[Stored records]
-- Opening Marker --

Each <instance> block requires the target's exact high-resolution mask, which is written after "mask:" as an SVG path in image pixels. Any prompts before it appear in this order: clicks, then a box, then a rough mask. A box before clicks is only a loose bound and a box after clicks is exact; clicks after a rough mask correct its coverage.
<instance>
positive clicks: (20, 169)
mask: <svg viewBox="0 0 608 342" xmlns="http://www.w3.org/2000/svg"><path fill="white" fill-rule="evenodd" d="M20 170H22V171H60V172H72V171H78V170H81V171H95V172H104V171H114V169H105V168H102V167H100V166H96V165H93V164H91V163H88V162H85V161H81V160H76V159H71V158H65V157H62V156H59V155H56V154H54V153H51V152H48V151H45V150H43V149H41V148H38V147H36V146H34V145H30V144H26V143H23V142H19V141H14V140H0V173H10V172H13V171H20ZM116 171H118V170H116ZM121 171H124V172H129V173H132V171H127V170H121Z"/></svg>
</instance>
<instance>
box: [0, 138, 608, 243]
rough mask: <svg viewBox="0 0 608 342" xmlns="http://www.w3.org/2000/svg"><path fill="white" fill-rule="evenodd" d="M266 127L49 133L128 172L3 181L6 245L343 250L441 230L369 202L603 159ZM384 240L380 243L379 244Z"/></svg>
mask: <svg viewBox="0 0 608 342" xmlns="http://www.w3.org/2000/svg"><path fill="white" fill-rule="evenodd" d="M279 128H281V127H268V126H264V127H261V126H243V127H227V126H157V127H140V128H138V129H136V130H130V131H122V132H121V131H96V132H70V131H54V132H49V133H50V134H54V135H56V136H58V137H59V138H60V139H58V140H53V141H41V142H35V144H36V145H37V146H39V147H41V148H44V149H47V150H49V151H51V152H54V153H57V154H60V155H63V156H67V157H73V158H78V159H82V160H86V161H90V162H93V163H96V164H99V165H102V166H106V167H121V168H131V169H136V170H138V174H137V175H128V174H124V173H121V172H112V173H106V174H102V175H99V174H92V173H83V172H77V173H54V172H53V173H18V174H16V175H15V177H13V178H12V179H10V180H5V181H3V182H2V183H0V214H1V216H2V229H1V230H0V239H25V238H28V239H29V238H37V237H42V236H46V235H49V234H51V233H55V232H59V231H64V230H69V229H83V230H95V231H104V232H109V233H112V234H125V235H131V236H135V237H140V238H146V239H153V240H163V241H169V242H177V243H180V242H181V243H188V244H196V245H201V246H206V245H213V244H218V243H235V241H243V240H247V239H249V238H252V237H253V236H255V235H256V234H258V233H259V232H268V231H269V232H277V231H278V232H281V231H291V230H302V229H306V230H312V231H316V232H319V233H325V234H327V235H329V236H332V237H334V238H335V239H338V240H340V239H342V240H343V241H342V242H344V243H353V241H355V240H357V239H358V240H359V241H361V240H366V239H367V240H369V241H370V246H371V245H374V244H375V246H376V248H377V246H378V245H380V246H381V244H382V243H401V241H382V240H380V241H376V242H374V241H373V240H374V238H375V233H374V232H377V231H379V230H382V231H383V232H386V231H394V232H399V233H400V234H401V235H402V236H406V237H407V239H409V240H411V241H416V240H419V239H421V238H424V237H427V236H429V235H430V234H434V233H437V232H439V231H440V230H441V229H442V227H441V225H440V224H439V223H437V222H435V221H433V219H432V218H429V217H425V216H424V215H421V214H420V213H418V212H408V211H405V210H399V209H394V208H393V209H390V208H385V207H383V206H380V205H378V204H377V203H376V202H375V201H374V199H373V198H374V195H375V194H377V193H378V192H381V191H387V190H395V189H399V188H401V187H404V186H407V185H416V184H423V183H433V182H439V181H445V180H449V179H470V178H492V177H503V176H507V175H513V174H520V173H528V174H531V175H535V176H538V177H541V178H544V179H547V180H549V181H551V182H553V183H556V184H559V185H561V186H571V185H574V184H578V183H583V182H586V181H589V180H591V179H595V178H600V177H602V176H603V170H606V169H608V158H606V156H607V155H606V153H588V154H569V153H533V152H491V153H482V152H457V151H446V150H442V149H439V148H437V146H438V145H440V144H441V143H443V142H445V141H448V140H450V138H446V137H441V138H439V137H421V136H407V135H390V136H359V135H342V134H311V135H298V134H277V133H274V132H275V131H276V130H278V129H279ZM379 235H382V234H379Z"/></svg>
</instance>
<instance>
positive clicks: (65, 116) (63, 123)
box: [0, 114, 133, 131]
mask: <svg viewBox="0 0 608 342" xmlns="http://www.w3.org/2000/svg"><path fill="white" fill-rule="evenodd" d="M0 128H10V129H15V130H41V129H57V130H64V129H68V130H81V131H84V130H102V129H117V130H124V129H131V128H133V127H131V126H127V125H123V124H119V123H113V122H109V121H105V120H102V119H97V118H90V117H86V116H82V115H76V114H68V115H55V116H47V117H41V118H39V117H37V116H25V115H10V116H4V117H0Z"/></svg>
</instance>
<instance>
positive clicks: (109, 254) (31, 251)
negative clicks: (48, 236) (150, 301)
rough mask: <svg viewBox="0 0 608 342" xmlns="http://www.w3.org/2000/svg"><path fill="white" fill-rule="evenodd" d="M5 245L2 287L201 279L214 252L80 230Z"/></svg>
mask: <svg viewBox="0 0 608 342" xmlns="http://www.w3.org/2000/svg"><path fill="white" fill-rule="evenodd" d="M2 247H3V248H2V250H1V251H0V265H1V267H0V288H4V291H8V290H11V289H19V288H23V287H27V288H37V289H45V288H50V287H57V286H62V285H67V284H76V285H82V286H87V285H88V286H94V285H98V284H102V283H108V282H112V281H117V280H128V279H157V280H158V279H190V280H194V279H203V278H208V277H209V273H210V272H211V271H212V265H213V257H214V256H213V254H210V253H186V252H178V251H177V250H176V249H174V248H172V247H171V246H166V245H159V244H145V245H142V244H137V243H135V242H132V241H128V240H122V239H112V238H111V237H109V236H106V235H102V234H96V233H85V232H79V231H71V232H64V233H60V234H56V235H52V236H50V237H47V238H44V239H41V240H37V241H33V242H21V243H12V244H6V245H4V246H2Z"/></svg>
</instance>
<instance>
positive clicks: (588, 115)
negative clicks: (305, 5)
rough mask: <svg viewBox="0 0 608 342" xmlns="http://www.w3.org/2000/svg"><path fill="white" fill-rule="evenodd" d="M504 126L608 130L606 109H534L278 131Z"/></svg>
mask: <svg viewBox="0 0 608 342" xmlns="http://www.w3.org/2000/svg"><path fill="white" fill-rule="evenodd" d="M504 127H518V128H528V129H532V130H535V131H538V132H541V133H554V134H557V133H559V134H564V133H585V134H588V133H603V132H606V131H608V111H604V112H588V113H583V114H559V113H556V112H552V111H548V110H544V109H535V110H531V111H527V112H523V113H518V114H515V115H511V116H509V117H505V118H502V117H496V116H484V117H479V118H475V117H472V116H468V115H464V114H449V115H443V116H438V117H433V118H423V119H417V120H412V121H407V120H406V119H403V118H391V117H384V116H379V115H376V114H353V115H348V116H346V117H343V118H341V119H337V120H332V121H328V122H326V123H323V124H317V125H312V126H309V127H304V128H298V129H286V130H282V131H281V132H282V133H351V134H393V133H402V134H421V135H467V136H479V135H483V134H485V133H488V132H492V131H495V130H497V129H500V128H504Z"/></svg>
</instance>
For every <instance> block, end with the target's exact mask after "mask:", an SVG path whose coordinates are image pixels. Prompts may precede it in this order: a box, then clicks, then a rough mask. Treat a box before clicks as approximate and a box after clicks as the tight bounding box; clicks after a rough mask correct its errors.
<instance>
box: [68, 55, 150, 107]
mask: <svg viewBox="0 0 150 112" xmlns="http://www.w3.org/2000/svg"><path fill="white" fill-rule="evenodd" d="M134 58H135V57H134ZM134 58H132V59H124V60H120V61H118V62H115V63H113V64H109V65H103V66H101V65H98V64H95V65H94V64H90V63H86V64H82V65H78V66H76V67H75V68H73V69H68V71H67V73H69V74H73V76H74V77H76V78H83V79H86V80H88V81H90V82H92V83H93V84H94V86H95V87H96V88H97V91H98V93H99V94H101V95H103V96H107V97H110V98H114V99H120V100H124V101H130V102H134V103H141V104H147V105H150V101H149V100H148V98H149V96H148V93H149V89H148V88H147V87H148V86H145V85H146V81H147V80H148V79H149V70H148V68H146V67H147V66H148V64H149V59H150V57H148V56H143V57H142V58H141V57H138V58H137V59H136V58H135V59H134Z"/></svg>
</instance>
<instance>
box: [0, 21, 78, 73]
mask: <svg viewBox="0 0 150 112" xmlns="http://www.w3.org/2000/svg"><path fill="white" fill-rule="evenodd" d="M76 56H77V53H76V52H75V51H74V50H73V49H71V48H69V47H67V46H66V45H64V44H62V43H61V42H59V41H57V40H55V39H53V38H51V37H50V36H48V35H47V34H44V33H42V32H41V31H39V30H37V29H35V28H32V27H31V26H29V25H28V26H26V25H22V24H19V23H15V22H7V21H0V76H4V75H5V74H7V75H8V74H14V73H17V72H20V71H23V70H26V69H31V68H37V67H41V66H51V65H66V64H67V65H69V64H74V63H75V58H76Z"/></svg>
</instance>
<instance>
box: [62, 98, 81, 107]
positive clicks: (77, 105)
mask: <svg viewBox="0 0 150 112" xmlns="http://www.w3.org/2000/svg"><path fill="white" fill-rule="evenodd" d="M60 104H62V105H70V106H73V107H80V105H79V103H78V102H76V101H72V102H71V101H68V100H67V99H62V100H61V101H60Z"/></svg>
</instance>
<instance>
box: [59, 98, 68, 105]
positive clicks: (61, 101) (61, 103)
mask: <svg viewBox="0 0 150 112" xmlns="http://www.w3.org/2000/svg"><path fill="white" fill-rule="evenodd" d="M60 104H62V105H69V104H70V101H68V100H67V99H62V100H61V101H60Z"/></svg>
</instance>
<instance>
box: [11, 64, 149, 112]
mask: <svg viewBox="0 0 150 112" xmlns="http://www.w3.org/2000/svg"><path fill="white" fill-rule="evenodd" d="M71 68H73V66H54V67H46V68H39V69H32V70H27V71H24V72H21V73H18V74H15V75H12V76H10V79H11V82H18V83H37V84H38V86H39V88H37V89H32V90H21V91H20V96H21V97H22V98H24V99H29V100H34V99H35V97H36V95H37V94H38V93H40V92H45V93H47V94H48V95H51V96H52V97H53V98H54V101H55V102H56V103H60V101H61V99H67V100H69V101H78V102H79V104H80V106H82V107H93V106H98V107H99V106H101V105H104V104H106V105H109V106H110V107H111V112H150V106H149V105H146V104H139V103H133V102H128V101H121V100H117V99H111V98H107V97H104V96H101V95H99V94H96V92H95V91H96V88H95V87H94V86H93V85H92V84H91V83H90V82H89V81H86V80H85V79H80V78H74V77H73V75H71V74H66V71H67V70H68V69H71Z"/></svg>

-- Closing Marker --

Scan the records above for the word "negative" and return every line where it occurs.

negative clicks: (48, 236) (150, 301)
negative clicks: (305, 5)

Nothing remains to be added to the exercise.